Materyaldeki "shorts with a point in the photo above." ifadesini içeren satırdan materyalin sonuna kadar, her iki uç dahil, tüm satırları her satıra bir dize düşecek şekilde bir JSON dize listesine dönüştürün; boş satırları listeye almayın.

Koordinat etiketleme verisi:
►
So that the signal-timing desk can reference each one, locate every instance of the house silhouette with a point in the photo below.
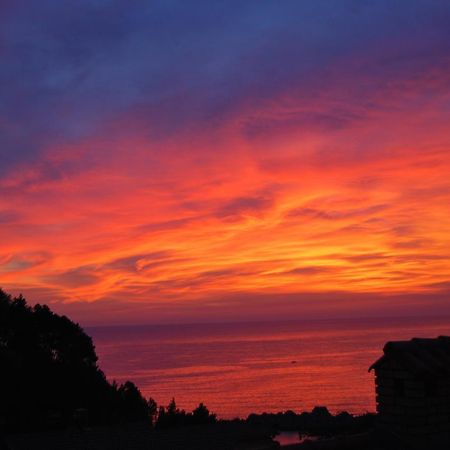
(413, 392)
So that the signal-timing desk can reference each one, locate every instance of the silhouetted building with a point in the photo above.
(413, 392)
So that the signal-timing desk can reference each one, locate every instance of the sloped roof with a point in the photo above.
(422, 357)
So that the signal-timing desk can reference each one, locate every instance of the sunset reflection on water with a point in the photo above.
(237, 369)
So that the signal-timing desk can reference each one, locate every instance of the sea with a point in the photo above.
(236, 369)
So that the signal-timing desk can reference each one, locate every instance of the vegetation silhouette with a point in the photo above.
(50, 378)
(172, 417)
(49, 374)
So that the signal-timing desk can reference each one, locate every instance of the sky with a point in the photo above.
(171, 161)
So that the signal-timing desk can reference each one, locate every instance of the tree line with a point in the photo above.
(50, 378)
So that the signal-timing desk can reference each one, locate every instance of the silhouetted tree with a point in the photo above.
(49, 372)
(173, 417)
(201, 415)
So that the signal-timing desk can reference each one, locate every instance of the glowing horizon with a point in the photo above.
(217, 183)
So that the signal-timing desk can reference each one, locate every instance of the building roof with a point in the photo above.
(422, 357)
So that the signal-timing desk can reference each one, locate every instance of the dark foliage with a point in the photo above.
(318, 422)
(49, 375)
(172, 417)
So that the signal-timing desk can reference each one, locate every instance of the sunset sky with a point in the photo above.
(176, 160)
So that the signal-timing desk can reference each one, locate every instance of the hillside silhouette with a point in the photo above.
(49, 374)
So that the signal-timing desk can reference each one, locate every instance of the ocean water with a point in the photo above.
(240, 368)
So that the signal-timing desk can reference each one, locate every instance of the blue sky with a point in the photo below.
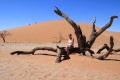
(16, 13)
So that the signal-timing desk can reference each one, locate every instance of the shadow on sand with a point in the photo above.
(46, 54)
(111, 60)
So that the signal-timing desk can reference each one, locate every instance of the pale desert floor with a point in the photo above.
(42, 66)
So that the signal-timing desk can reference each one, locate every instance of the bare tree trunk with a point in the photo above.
(105, 46)
(116, 50)
(102, 57)
(3, 39)
(81, 39)
(95, 34)
(33, 50)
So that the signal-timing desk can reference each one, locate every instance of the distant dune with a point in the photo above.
(46, 32)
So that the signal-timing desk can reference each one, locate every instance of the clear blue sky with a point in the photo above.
(16, 13)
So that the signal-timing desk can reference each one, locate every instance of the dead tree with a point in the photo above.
(3, 35)
(84, 45)
(102, 57)
(116, 50)
(105, 46)
(59, 39)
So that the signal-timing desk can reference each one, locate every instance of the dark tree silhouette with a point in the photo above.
(83, 45)
(59, 38)
(4, 34)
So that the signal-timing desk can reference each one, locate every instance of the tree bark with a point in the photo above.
(105, 46)
(102, 57)
(81, 39)
(33, 50)
(95, 34)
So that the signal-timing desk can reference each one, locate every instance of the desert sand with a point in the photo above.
(42, 66)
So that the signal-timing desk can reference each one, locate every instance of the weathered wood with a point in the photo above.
(81, 39)
(96, 34)
(33, 50)
(102, 57)
(116, 50)
(78, 32)
(105, 46)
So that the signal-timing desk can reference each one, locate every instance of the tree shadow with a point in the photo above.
(112, 60)
(46, 54)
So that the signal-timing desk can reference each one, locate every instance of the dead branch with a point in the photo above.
(102, 57)
(105, 46)
(94, 36)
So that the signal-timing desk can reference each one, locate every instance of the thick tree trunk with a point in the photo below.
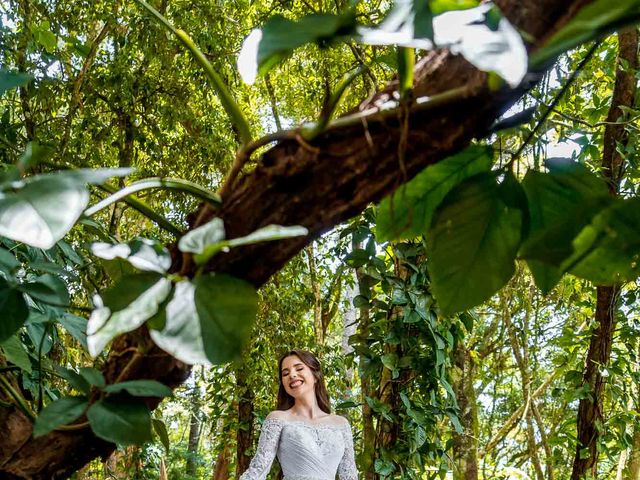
(465, 444)
(368, 429)
(194, 431)
(346, 169)
(590, 415)
(632, 469)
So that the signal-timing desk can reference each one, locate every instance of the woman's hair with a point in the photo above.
(286, 401)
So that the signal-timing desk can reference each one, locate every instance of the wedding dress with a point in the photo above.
(306, 451)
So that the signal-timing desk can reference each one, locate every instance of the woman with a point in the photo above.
(311, 443)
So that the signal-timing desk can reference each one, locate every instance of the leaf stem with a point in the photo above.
(146, 210)
(146, 184)
(226, 99)
(553, 104)
(20, 402)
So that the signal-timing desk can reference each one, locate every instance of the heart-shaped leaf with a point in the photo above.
(62, 411)
(125, 421)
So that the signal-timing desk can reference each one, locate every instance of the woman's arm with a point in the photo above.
(267, 448)
(347, 468)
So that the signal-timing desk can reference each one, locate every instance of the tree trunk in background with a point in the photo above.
(244, 435)
(295, 185)
(465, 445)
(221, 471)
(590, 414)
(317, 295)
(632, 470)
(368, 430)
(194, 430)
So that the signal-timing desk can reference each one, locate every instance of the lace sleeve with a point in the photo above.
(267, 448)
(347, 468)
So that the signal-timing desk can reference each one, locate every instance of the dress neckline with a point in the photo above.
(306, 423)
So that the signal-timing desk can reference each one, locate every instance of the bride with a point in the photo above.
(310, 442)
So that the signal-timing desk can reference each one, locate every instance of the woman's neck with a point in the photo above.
(307, 408)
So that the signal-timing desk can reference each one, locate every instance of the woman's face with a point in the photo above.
(297, 377)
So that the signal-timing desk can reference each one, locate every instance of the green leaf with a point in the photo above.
(279, 37)
(197, 239)
(608, 250)
(8, 262)
(360, 301)
(161, 430)
(125, 421)
(14, 351)
(561, 203)
(10, 80)
(133, 301)
(76, 326)
(591, 22)
(227, 308)
(140, 388)
(207, 240)
(76, 380)
(93, 376)
(490, 45)
(357, 258)
(143, 253)
(14, 310)
(545, 276)
(31, 212)
(181, 335)
(49, 289)
(408, 212)
(382, 467)
(472, 244)
(60, 412)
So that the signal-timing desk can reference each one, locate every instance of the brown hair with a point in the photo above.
(286, 401)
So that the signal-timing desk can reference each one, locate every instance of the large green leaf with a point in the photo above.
(9, 80)
(121, 420)
(42, 209)
(472, 244)
(62, 411)
(14, 310)
(49, 289)
(561, 203)
(76, 326)
(139, 300)
(474, 33)
(197, 239)
(227, 308)
(608, 250)
(76, 380)
(593, 20)
(181, 335)
(140, 388)
(279, 37)
(142, 253)
(14, 352)
(208, 239)
(161, 430)
(409, 210)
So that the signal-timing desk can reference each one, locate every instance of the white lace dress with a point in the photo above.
(306, 451)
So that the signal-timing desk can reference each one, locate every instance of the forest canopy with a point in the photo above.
(438, 197)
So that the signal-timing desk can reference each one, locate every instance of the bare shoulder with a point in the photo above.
(339, 420)
(277, 415)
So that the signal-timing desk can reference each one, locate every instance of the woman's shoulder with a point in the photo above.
(277, 415)
(338, 420)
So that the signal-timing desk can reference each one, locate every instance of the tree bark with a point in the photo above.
(465, 444)
(590, 415)
(345, 169)
(194, 431)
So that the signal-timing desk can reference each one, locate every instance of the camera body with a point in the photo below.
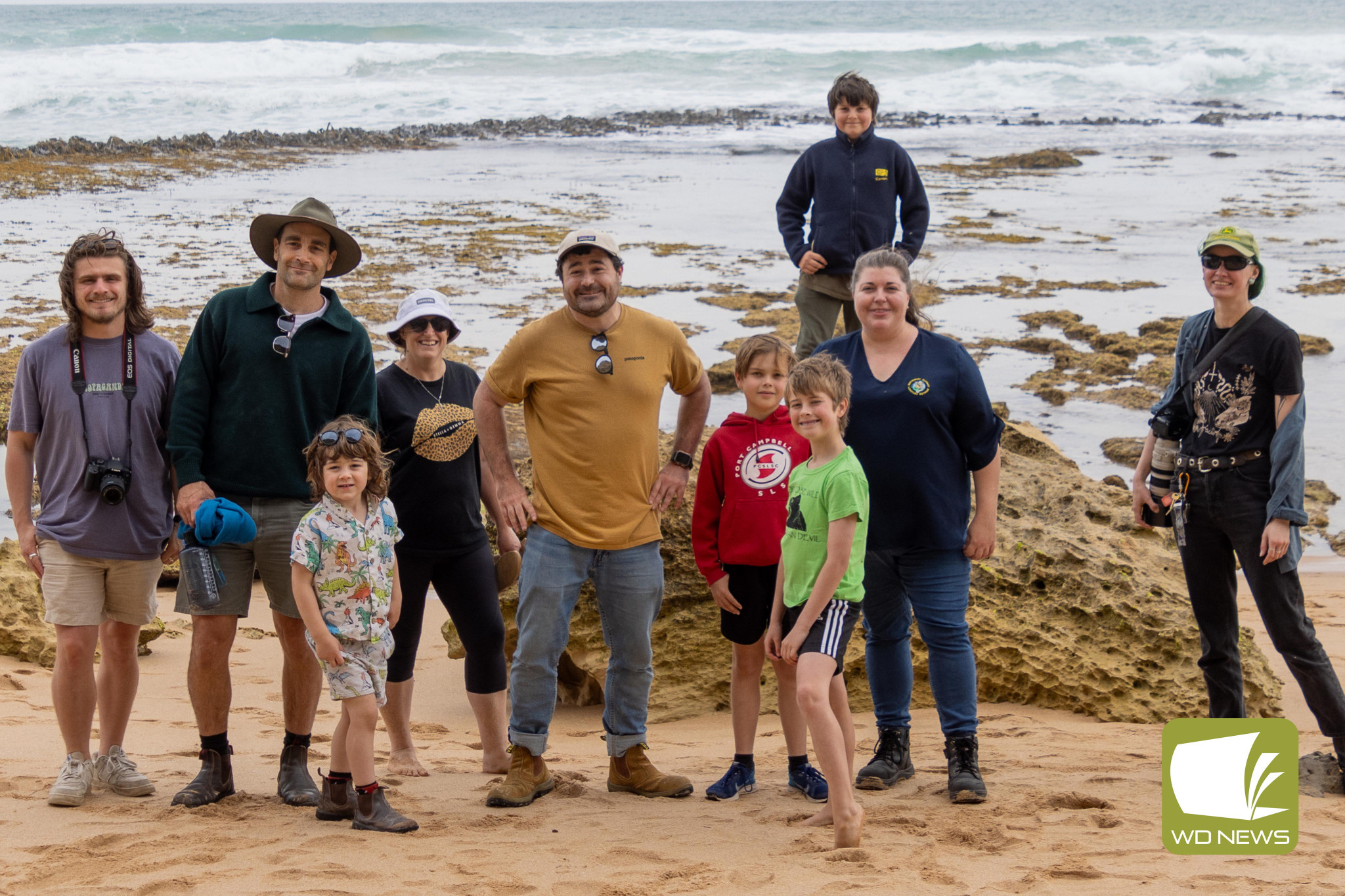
(1169, 427)
(110, 479)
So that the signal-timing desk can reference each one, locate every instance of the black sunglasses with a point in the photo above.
(440, 324)
(1229, 263)
(282, 344)
(331, 437)
(604, 360)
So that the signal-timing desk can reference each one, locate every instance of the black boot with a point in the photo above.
(373, 813)
(891, 761)
(294, 784)
(965, 782)
(335, 803)
(211, 784)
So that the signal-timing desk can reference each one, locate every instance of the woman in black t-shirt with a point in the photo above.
(1241, 480)
(437, 486)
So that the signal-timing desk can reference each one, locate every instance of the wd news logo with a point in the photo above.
(1229, 786)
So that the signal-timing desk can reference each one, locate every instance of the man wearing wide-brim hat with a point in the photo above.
(265, 367)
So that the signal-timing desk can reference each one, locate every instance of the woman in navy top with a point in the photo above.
(920, 422)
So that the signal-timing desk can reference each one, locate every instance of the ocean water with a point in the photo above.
(167, 69)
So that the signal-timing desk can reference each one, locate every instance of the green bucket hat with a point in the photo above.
(1242, 241)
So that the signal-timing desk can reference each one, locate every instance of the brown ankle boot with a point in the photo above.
(373, 813)
(521, 786)
(645, 779)
(211, 784)
(335, 803)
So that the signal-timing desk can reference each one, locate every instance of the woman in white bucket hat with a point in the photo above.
(437, 486)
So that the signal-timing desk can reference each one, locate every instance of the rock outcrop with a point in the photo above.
(23, 633)
(1076, 610)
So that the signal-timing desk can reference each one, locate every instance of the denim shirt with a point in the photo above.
(1286, 448)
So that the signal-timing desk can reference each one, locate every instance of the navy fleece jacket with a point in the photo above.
(857, 191)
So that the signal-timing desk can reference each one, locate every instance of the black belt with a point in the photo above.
(1222, 463)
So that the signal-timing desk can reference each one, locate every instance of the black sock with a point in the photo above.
(298, 740)
(219, 743)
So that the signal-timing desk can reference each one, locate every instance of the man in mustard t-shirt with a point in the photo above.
(591, 378)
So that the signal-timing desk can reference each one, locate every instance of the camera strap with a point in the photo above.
(128, 383)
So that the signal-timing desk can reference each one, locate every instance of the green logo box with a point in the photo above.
(1229, 786)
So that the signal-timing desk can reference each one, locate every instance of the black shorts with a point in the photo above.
(753, 587)
(831, 630)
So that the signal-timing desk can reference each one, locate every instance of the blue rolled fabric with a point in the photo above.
(221, 522)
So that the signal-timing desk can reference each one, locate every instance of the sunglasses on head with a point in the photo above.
(1229, 263)
(440, 324)
(604, 362)
(331, 437)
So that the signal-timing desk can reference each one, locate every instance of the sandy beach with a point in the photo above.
(1074, 803)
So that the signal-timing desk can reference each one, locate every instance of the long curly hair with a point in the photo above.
(366, 449)
(105, 244)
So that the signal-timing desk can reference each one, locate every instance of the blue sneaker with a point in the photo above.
(738, 779)
(808, 782)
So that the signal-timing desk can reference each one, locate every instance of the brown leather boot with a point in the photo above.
(335, 803)
(521, 785)
(211, 784)
(373, 813)
(645, 779)
(294, 784)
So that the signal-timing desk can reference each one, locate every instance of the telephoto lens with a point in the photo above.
(1162, 465)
◄
Görevin sonucu:
[
  "So that the signal-timing desk can reference each one, locate every instance of the black shorts with a point in the photo above.",
  "(753, 587)",
  "(831, 630)",
  "So that the signal-timing desk can reference each one, locate every instance of the blue rolled fabric with a point in the photo above.",
  "(221, 522)",
  "So that the signal-timing desk can reference each one, locate every instance of the sunglasses on head with a point in the photo above.",
  "(1229, 263)",
  "(440, 324)",
  "(604, 362)",
  "(331, 437)",
  "So that the signal-timing desk can reference each one, locate every instance of the sandy beach with a point in the photo above.",
  "(1074, 803)",
  "So that the signal-timing desk can reference each one, locate every instance of the long curly hair with a point in the photo above.",
  "(366, 449)",
  "(105, 244)",
  "So that the signal-timing desk can reference each one, locate every instance of the blue sneaker with a point in the photo above.",
  "(738, 779)",
  "(808, 782)",
  "So that the signal-timing desk can reference each one, locate every instance of the brown leather boot with a point in the photo above.",
  "(335, 803)",
  "(521, 785)",
  "(211, 784)",
  "(373, 813)",
  "(645, 779)",
  "(294, 784)",
  "So that the signal-timing desk can reference each one, locate every instance of the telephoto lens with a point in the photo above.",
  "(1162, 465)"
]